[Source data]
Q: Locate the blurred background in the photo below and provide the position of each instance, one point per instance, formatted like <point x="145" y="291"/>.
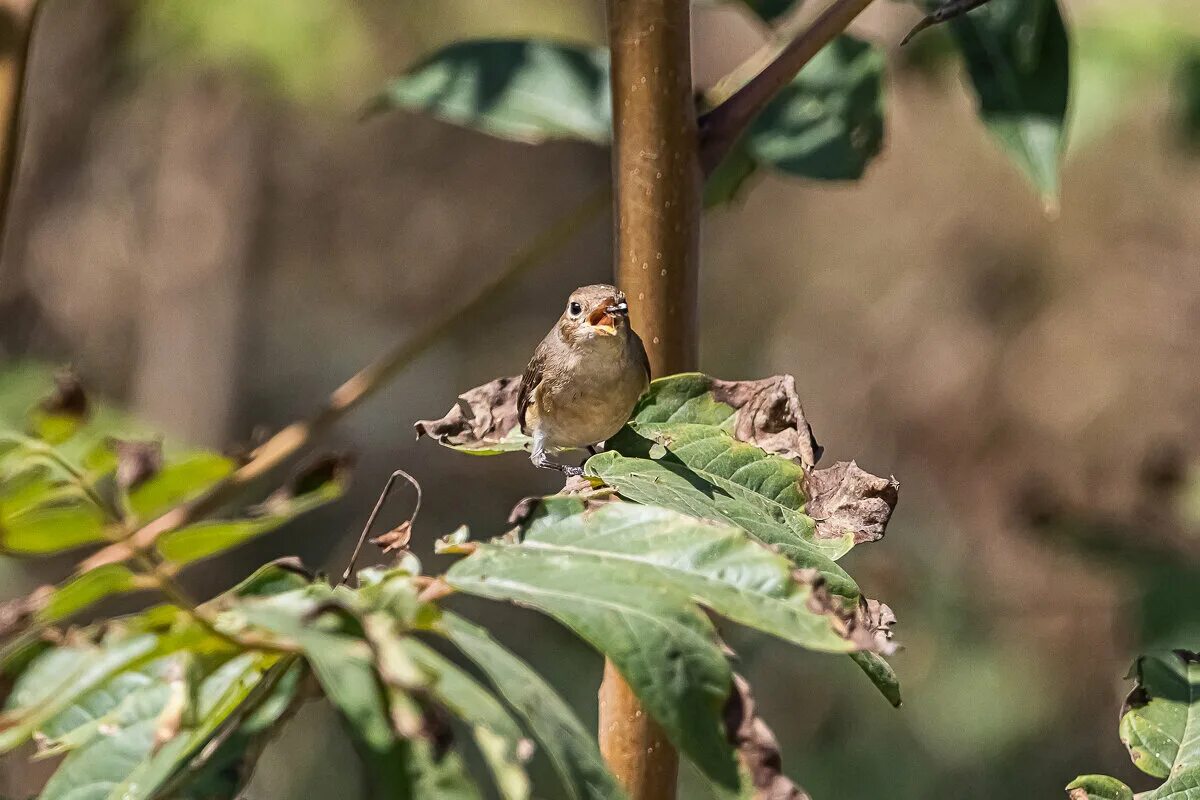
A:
<point x="204" y="228"/>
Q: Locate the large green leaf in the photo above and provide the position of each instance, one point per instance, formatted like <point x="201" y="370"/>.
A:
<point x="1098" y="787"/>
<point x="1162" y="725"/>
<point x="112" y="747"/>
<point x="215" y="536"/>
<point x="496" y="732"/>
<point x="178" y="481"/>
<point x="828" y="121"/>
<point x="526" y="90"/>
<point x="345" y="666"/>
<point x="731" y="481"/>
<point x="571" y="749"/>
<point x="59" y="678"/>
<point x="58" y="524"/>
<point x="627" y="578"/>
<point x="1018" y="55"/>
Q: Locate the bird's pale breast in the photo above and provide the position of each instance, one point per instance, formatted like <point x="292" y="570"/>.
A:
<point x="589" y="401"/>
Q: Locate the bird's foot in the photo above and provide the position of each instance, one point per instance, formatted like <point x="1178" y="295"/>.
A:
<point x="541" y="462"/>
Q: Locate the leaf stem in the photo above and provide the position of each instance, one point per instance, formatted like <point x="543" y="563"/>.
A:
<point x="762" y="76"/>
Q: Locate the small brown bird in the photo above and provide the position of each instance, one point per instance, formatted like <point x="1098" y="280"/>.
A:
<point x="585" y="378"/>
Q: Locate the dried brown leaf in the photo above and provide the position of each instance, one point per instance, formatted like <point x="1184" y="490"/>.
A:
<point x="483" y="415"/>
<point x="396" y="539"/>
<point x="756" y="747"/>
<point x="845" y="498"/>
<point x="69" y="398"/>
<point x="136" y="461"/>
<point x="769" y="415"/>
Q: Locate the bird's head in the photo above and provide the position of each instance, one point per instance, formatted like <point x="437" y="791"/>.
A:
<point x="595" y="313"/>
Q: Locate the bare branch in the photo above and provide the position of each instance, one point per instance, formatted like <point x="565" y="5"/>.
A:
<point x="291" y="440"/>
<point x="375" y="513"/>
<point x="946" y="12"/>
<point x="762" y="76"/>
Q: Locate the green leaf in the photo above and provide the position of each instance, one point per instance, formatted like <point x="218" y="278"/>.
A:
<point x="571" y="749"/>
<point x="1098" y="787"/>
<point x="496" y="733"/>
<point x="345" y="666"/>
<point x="881" y="674"/>
<point x="106" y="758"/>
<point x="82" y="591"/>
<point x="211" y="537"/>
<point x="1162" y="725"/>
<point x="627" y="578"/>
<point x="57" y="679"/>
<point x="827" y="124"/>
<point x="250" y="691"/>
<point x="1018" y="56"/>
<point x="59" y="525"/>
<point x="178" y="482"/>
<point x="522" y="90"/>
<point x="775" y="518"/>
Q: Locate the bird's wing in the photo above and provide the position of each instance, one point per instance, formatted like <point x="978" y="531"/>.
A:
<point x="529" y="382"/>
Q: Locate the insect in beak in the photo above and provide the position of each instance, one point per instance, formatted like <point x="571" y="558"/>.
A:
<point x="604" y="318"/>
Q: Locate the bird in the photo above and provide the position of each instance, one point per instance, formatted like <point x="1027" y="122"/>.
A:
<point x="585" y="378"/>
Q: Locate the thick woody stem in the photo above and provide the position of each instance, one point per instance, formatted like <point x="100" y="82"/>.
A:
<point x="658" y="205"/>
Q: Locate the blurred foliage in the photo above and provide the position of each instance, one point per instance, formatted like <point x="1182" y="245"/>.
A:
<point x="306" y="49"/>
<point x="174" y="701"/>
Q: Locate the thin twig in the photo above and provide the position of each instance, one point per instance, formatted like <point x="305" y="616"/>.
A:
<point x="946" y="12"/>
<point x="757" y="84"/>
<point x="287" y="443"/>
<point x="375" y="513"/>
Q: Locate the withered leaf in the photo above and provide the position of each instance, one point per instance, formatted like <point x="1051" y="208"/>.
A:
<point x="769" y="415"/>
<point x="756" y="747"/>
<point x="69" y="398"/>
<point x="136" y="461"/>
<point x="845" y="498"/>
<point x="484" y="419"/>
<point x="396" y="539"/>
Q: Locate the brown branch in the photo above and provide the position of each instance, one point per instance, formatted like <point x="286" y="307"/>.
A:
<point x="762" y="76"/>
<point x="280" y="449"/>
<point x="658" y="186"/>
<point x="943" y="13"/>
<point x="17" y="19"/>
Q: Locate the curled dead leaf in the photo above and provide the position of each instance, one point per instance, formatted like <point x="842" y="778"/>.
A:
<point x="136" y="461"/>
<point x="69" y="398"/>
<point x="846" y="498"/>
<point x="483" y="416"/>
<point x="769" y="415"/>
<point x="396" y="539"/>
<point x="756" y="747"/>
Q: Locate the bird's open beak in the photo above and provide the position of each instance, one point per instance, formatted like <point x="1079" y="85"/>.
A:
<point x="604" y="318"/>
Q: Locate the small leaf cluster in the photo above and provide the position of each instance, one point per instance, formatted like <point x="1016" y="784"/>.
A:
<point x="827" y="124"/>
<point x="1161" y="728"/>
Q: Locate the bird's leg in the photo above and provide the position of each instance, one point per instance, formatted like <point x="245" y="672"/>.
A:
<point x="543" y="461"/>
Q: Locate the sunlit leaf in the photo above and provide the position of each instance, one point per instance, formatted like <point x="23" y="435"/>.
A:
<point x="571" y="749"/>
<point x="627" y="578"/>
<point x="1162" y="722"/>
<point x="496" y="733"/>
<point x="523" y="90"/>
<point x="1098" y="787"/>
<point x="1018" y="56"/>
<point x="178" y="481"/>
<point x="89" y="588"/>
<point x="828" y="121"/>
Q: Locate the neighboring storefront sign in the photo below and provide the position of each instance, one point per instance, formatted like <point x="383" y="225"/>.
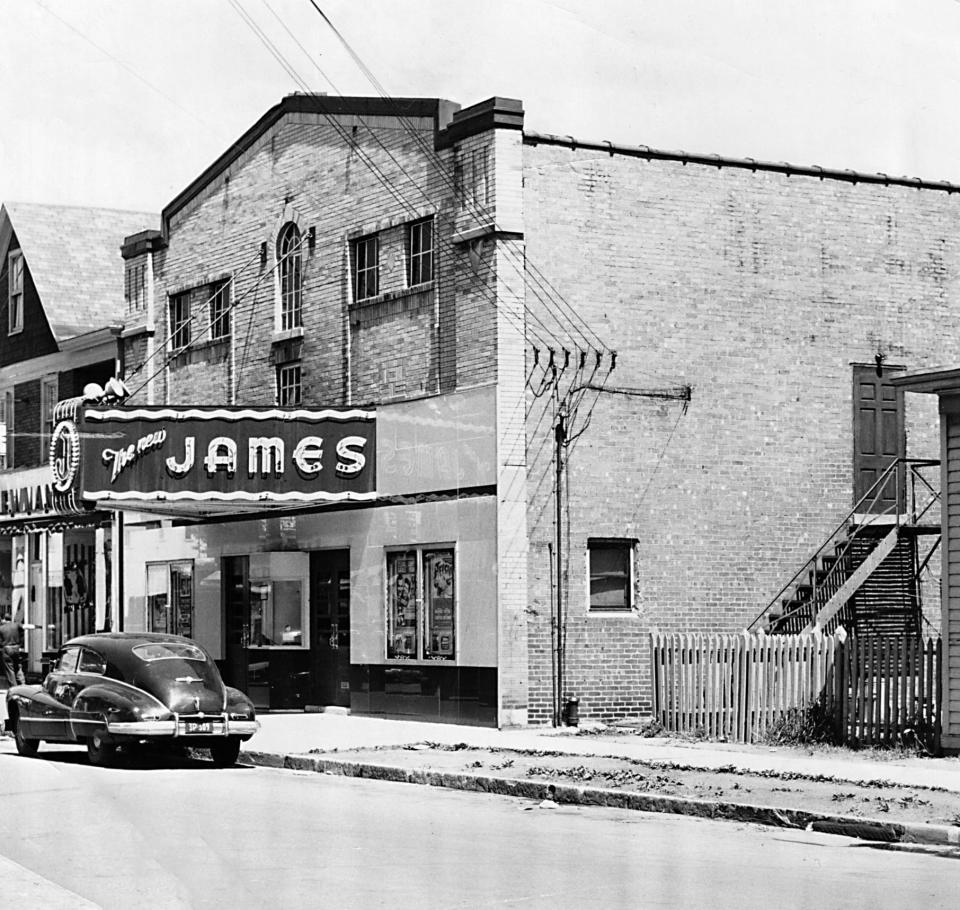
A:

[Work order] What you return should be the entries from above, unchanged and without their images.

[Expected answer]
Q: Locate the blurred background in the photo below and provide the position of each instance, one point per instance, formatted like <point x="145" y="291"/>.
A:
<point x="204" y="228"/>
Q: Locate the large green leaf in the photo above and provide the position of each instance, one point per instance, formatted like <point x="201" y="370"/>.
A:
<point x="1098" y="787"/>
<point x="1162" y="725"/>
<point x="112" y="747"/>
<point x="215" y="536"/>
<point x="496" y="732"/>
<point x="178" y="481"/>
<point x="828" y="121"/>
<point x="526" y="90"/>
<point x="345" y="666"/>
<point x="731" y="481"/>
<point x="571" y="749"/>
<point x="59" y="678"/>
<point x="58" y="524"/>
<point x="627" y="578"/>
<point x="1018" y="55"/>
Q: Locate the bird's pale breast in the photo above and provide the position of each instance, one point per instance, formatted like <point x="292" y="570"/>.
A:
<point x="589" y="401"/>
Q: Locate the bird's foot in the photo above and provide the position of each instance, one point per instance, formatted like <point x="1178" y="295"/>.
A:
<point x="541" y="462"/>
Q: Locate the leaf stem in the photo above and provide the position of each instance, one point per instance, formatted like <point x="543" y="563"/>.
A:
<point x="762" y="76"/>
Q: Locate the small brown bird in the photo above and provide the position of each instance, one point per instance, formatted like <point x="1098" y="280"/>.
A:
<point x="585" y="378"/>
Q: Locate the dried brown leaf in the photo above and provide the position of each instance, one point per instance, formatted like <point x="1184" y="490"/>.
A:
<point x="483" y="415"/>
<point x="396" y="539"/>
<point x="756" y="747"/>
<point x="845" y="498"/>
<point x="69" y="398"/>
<point x="136" y="461"/>
<point x="769" y="415"/>
Q: Locate the bird's head in the photo above and provide the position of each instance, one point per instance, formatted like <point x="437" y="791"/>.
A:
<point x="595" y="313"/>
Q: Locate the bare branch in the photo above and provide the position of each instance, one point per instance, formatted like <point x="565" y="5"/>.
A:
<point x="291" y="440"/>
<point x="375" y="513"/>
<point x="946" y="12"/>
<point x="762" y="76"/>
Q: Locate the green leaf in the photo above and provide the position of each instance, one point per instance, formatted like <point x="218" y="278"/>.
A:
<point x="571" y="749"/>
<point x="1098" y="787"/>
<point x="496" y="733"/>
<point x="345" y="666"/>
<point x="881" y="674"/>
<point x="106" y="758"/>
<point x="82" y="591"/>
<point x="211" y="537"/>
<point x="1162" y="725"/>
<point x="627" y="578"/>
<point x="57" y="679"/>
<point x="827" y="124"/>
<point x="250" y="691"/>
<point x="1018" y="56"/>
<point x="59" y="525"/>
<point x="178" y="482"/>
<point x="522" y="90"/>
<point x="775" y="518"/>
Q: Locate the bird's wing in the photo above and provide the position of each instance, one point per instance, formatted like <point x="978" y="531"/>.
A:
<point x="529" y="382"/>
Q: Locate the insect in beak in the photo above and provide the position of each instance, one point per instance, formatted like <point x="571" y="558"/>.
A:
<point x="604" y="318"/>
Q: Locate the bird in the photo above and provide the position of each instance, one point per instance, formatted like <point x="1027" y="122"/>.
A:
<point x="585" y="378"/>
Q: Locate the thick woody stem in the photo above and provide the position of each instance, one point per instance, formatted like <point x="100" y="82"/>.
A:
<point x="658" y="205"/>
Q: Locate the blurred foliage in the photo above and provide the position of each instance, one point per instance, formatted like <point x="1182" y="245"/>.
A:
<point x="306" y="49"/>
<point x="174" y="701"/>
Q: Locate the thin twig in the photo above and provide the position of each instance, one point per instance, formatted like <point x="305" y="616"/>.
A:
<point x="946" y="12"/>
<point x="757" y="84"/>
<point x="287" y="443"/>
<point x="375" y="513"/>
Q: Locate the withered leaf in the photo above and provide the position of each instance, one point per instance, formatted like <point x="1051" y="208"/>.
A:
<point x="769" y="415"/>
<point x="756" y="747"/>
<point x="69" y="398"/>
<point x="136" y="461"/>
<point x="845" y="498"/>
<point x="484" y="419"/>
<point x="396" y="539"/>
Q: Locate the brown branch in the photo above and provide the position of each instance, one point per instance, formatted like <point x="286" y="307"/>.
A:
<point x="762" y="76"/>
<point x="280" y="449"/>
<point x="658" y="186"/>
<point x="943" y="13"/>
<point x="17" y="19"/>
Q: Locate the curled dead leaf in the photo above and provide the position of each instance, one point per instance, formatted like <point x="842" y="778"/>.
A:
<point x="136" y="461"/>
<point x="69" y="398"/>
<point x="846" y="498"/>
<point x="483" y="416"/>
<point x="769" y="415"/>
<point x="396" y="539"/>
<point x="756" y="747"/>
Q: Locate the bird's open beak in the photo above and provide the position of each instance, one point per instance, formatted like <point x="1079" y="85"/>.
A:
<point x="604" y="318"/>
Q: Locate the small leaf cluster in the photo above and provide the position of each instance, one point per instance, formatted like <point x="1016" y="784"/>.
A:
<point x="827" y="124"/>
<point x="1161" y="728"/>
Q: Locate the bird's leg in the photo above and provide the position of each instance, one point per instance, formatted like <point x="245" y="672"/>.
A:
<point x="543" y="461"/>
Q: Locate the sunlit leaf in the photo above and provide the position of each instance, one point per instance, formatted like <point x="23" y="435"/>.
A:
<point x="571" y="749"/>
<point x="627" y="578"/>
<point x="1162" y="722"/>
<point x="496" y="733"/>
<point x="523" y="90"/>
<point x="1098" y="787"/>
<point x="1018" y="56"/>
<point x="178" y="481"/>
<point x="89" y="588"/>
<point x="828" y="121"/>
Q: Locate the neighboring storefront sign in the photo below and provide the position of each instance, one point per instance, formatted like <point x="383" y="225"/>.
A:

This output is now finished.